◆ What is asked
List each line in the rows below that contains the word "metal".

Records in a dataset
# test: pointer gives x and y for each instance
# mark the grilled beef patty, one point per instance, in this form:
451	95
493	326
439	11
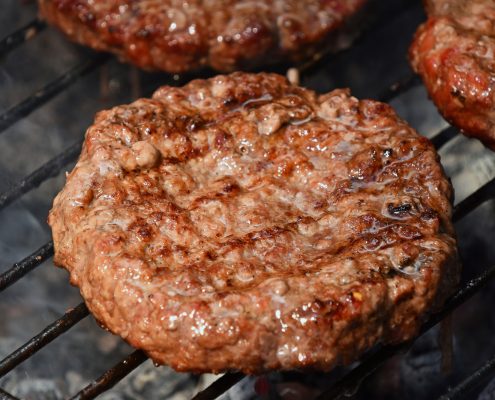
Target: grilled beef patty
454	52
244	223
177	36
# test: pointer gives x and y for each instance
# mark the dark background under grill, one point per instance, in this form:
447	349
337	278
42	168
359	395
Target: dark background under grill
50	91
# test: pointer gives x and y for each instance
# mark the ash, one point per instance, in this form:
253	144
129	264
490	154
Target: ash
86	351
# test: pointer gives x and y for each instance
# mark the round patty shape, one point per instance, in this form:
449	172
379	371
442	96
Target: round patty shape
178	36
244	223
454	54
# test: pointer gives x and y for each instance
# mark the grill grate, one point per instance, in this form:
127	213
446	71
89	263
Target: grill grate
346	385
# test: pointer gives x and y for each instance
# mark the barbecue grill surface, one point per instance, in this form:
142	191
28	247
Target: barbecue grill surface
48	127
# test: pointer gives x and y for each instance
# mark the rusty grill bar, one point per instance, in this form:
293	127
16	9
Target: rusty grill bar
340	389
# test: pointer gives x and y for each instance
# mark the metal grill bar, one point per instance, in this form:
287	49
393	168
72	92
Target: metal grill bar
21	268
52	331
7	396
36	178
37	99
219	387
470	383
10	42
350	382
112	376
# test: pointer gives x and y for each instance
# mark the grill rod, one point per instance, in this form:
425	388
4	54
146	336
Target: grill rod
16	38
25	107
48	170
21	268
220	386
51	332
462	389
111	376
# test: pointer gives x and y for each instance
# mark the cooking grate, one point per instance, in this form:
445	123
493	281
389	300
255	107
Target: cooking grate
348	382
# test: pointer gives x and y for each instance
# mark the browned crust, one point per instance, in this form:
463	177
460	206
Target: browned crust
243	223
453	52
225	35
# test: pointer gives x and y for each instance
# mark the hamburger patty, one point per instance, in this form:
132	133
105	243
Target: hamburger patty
454	52
244	223
177	36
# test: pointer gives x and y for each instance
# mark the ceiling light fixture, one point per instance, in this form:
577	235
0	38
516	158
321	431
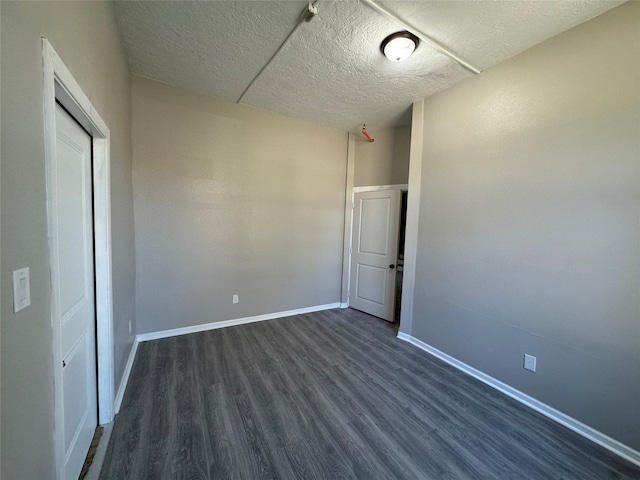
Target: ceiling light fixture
399	46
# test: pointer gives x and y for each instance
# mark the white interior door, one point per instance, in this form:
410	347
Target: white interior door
73	285
374	249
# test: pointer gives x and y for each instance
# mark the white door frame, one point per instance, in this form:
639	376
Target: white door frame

◆ Written answer
# mark the metal grill bar, one point per instance, in this form:
Target: metal grill bar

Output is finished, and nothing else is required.